Passage provided:

┌──

Can someone tell me where your average every day human that’s walking around and has a regular job and kids and a mortgage would land on this leaderboard? That’s who we should be comparing against.
The fact that the only formal comparisons for AI systems that are ever done are explicitly based on the highest performing narrowly focused humans, tells me how unprepared society is for what’s happening.
Appreciate that: at the point in which there is unambiguous demonstration of superhuman level performance across all human tasks by a machine, (and make no mistake, that *is the bar that this blog post and every other post about AI sets*) it’s completely over for the human race; unless someone figures out an entirely new economic system.
The average person is bad at literally almost everything.
If I want something done, I'll seek out someone with a skill set that matches the problem.
I don't want AI to be as good as an average person. I want AI to be better than the person I would go to for help. A person can talk with me, understand where I've misunderstood my own problem, can point out faulty assumptions, and may even tell me that the problem isn't even a problem that needs solving. A person can suggest a variety of options and let me decide what trade-offs I want to make.
If I don't trust the AI to do that, then I'm not sure why I'd use it for anything other than things that don't need to be done at all, unless I can justify the chance that maybe it'll be done right, and I can afford the time lost getting it done right without the AI afterwards.
Machines have always had superhuman capabilities in narrow domains. The LLM domain is quite broad but it's still just a LLM, beholden to its training.
The average everyday human does not have the time to read all available math texts. LLMs do, but they still can't get bronze. What does that say about them?
One interesting takeaway for me, a non-practitioner, was that the models appears to be fairy decent at judging their own output.
They used best-of-32 and used the same model to judge a "tournament" to find the best answer. Seems like something that could be boltet on reasonably easy, eg in say WebUI.
edit: forgot to add that I'm curious if this translates to smaller models as well, or if it requires these huge models.
The whole competition is unfair anyway. An "AI" has access to millions of similar problems stolen and encoded in the model. Humans would at least need access to a similar database; think open database exam, a nuclear version of open book exam.
Easy benchmark that's hard to fake: data compression. Intelligence is largely about creating compact predictive models and so is data compression. The output should be a program generating the sequence or the dataset, based on entry id or nearby data points. Typical LLM bullshit won't work here because the output isn't English prose that can fool a human.
> For Problem 5, models often identified the correct strategies but failed to prove them, which is, ironically, the easier part for an IMO participant. This contrast ... suggests that models could improve significantly in the near future if these relatively minor logical issues are addressed.
Interesting but I'm not sure if this is really due to "minor logical issues". This sounds like a failure due to the lack of the actual understanding (the world model problem). Perhaps the actual answers from AIs might have some hints, but I can't find them.

└──

Work request A:
Copy the forum thread about AI math benchmarks word for word, starting at "Machines have always" and ending at "these huge models.".
Work request B:
Write the next part of the forum thread about AI math benchmarks, picking up after its final comment.

Source information:
┌──

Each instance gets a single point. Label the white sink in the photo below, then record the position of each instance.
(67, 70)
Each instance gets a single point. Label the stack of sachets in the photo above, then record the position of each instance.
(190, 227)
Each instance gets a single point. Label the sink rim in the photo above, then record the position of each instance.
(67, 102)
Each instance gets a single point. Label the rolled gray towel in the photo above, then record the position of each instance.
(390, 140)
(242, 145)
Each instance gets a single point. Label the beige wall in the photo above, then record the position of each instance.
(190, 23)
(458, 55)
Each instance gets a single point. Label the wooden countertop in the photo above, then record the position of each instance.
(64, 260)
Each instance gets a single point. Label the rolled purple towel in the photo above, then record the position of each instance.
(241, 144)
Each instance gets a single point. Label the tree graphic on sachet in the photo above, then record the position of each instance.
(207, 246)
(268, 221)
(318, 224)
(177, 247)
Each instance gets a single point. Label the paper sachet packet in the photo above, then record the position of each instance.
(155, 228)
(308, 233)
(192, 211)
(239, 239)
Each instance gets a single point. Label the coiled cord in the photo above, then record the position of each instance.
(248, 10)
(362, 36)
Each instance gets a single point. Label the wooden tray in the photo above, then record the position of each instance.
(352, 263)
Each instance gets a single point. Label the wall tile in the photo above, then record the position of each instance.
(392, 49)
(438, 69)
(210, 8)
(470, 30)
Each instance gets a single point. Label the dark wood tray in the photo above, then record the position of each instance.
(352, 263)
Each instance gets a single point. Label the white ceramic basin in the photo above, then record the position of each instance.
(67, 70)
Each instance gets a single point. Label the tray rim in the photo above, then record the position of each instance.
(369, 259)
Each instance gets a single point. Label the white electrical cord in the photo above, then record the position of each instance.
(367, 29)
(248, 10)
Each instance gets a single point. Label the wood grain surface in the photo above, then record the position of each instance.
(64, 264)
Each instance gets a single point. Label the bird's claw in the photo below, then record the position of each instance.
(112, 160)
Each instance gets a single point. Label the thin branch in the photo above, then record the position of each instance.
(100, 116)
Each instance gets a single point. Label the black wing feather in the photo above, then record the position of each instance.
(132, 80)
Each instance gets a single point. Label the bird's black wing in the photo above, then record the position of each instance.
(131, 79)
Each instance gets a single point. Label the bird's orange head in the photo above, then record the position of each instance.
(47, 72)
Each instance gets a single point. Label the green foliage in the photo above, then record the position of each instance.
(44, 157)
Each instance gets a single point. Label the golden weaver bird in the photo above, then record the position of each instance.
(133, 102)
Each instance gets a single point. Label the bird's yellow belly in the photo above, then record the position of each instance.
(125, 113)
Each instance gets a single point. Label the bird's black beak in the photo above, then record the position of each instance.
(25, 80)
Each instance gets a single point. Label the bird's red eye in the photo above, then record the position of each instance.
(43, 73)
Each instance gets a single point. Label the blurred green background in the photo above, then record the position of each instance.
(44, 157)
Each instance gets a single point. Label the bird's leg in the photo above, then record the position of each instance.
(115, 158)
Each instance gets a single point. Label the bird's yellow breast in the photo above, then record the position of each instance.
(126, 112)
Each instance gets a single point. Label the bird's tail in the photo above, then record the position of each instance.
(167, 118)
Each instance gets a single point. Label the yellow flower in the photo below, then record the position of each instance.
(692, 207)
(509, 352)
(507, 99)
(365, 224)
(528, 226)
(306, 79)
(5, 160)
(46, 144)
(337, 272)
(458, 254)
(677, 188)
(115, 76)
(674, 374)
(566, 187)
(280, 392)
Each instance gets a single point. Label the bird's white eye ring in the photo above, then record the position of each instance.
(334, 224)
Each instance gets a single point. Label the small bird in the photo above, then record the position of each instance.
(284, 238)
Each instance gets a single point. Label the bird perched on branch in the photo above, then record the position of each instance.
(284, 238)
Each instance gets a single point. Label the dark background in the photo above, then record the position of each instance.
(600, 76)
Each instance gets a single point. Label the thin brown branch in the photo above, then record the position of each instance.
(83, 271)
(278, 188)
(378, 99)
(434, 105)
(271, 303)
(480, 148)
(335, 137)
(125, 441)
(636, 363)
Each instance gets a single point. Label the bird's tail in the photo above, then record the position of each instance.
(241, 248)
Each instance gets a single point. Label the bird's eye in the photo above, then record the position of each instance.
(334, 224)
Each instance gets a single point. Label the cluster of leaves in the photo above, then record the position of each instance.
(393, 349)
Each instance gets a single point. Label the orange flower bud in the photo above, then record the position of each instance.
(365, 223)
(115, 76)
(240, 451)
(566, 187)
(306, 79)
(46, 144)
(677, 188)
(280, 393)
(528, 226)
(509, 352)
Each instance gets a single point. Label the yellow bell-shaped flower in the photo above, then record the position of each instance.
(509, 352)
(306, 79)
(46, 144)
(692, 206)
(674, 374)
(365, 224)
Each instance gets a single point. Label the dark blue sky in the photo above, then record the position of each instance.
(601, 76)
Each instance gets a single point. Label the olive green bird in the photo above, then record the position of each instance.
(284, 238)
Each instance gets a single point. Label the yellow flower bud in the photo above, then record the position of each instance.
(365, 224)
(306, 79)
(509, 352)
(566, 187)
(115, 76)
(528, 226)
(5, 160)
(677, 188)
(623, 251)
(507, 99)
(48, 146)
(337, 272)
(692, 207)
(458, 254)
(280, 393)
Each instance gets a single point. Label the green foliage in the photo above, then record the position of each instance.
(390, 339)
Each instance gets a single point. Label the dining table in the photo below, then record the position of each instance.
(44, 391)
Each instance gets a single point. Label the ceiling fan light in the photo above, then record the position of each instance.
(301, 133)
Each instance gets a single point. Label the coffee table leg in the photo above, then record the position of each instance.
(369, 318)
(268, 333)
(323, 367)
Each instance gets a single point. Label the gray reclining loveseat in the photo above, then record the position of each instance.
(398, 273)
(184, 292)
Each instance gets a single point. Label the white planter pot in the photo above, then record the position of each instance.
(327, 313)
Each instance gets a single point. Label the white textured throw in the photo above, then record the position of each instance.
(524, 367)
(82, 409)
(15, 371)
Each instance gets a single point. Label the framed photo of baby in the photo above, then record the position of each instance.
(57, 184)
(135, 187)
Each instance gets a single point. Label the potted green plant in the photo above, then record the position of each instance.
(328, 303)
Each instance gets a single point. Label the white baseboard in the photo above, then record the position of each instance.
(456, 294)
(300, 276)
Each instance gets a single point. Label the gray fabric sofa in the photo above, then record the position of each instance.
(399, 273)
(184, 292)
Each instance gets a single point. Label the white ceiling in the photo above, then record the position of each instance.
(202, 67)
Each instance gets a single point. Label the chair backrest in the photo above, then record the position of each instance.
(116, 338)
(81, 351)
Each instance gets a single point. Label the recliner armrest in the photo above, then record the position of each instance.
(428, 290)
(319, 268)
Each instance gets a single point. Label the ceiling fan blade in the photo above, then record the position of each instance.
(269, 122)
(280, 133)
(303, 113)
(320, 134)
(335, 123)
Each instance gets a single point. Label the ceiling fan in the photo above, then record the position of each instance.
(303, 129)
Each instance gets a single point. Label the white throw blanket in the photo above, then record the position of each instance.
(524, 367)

└──

Output A:
Machines have always had superhuman capabilities in narrow domains. The LLM domain is quite broad but it's still just a LLM, beholden to its training.
The average everyday human does not have the time to read all available math texts. LLMs do, but they still can't get bronze. What does that say about them?
One interesting takeaway for me, a non-practitioner, was that the models appears to be fairy decent at judging their own output.
They used best-of-32 and used the same model to judge a "tournament" to find the best answer. Seems like something that could be boltet on reasonably easy, eg in say WebUI.
edit: forgot to add that I'm curious if this translates to smaller models as well, or if it requires these huge models.

Output B:
(EDIT: ooops, found the output on the main page of their website. Didn't expect that.)
> Best-of-n is Important ... the models are surprisingly effective at identifying the relative quality of their own outputs during the best-of-n selection process and are able to look past coherence to check for accuracy.
What else should people do? If we just saturate at "wow this is amazing!" there's nothing to talk about, nothing to evaluate, nothing to push the boundaries forward further (or caution against doing so).
Yes, we're all impressed, but it's time to move on and start looking at where the frontier is and who's on it.
LLMs are really good with words and kind of crap at “thinking.” Humans are wired to see these two things as tightly connected. A machine that thinks poorly and talks great is inherently confusing. A lot of discussion and disputes around LLMs comes down to this.
It wasn’t that long ago that the Turing Test was seen as the gold standard of whether a machine was actually intelligent. LLMs blew past that benchmark a year or two ago and people barely noticed. This might be moving the goalposts, but I see it as a realization that thought and language are less inherently connected than we thought.
So yeah, the fact that they even do this well is pretty amazing, but they sound like they should be doing so much better.
> Each model was run with the recommended hyperparameters and a maximum token limit of 64,000. No models needs more than this number of tokens
I'm a little confused by this. My assumptions (possibly incorrect!): 64k tokens per prompt, they are claiming the model wouldn't need more tokens even for reasoning
Is that right? Would be helpful to see how many tokens the models actually used.
99.99+% of all problems humans face do not require particularly original solutions. Determining whether LLMs can solve truly original (or at least obscure) problems is interesting, and a problem worth solving, but ignores the vast majority of the (near-term at least) impact they will have.
I was hoping to see the questions (which I can probably find online), but also the answers from models and the judge's scores! Am I missing a link? Without that I can't tell whether I should be impressed or not.
> Gemini 2.5 Pro achieved the highest score with an average of 31% (13 points). While this may seem low, especially considering the $400 spent on generating just 24 answers
What? That’s some serious cash for mostly wrong answers.
In a few months (weeks, days - maybe it has already happened) models will have much better performance on this test.
Not because of actual increased “intelligence” but because the test would be included in model’s training data - either directly or indirectly where model developers “tune” their model to give better performance on this particular attention driving test.
Can someone tell me where your average every day human that’s walking around and has a regular job and kids and a mortgage would land on this leaderboard? That’s who we should be comparing against.
The fact that the only formal comparisons for AI systems that are ever done are explicitly based on the highest performing narrowly focused humans, tells me how unprepared society is for what’s happening.
Appreciate that: at the point in which there is unambiguous demonstration of superhuman level performance across all human tasks by a machine, (and make no mistake, that *is the bar that this blog post and every other post about AI sets*) it’s completely over for the human race; unless someone figures out an entirely new economic system.
The average person is bad at literally almost everything.
If I want something done, I'll seek out someone with a skill set that matches the problem.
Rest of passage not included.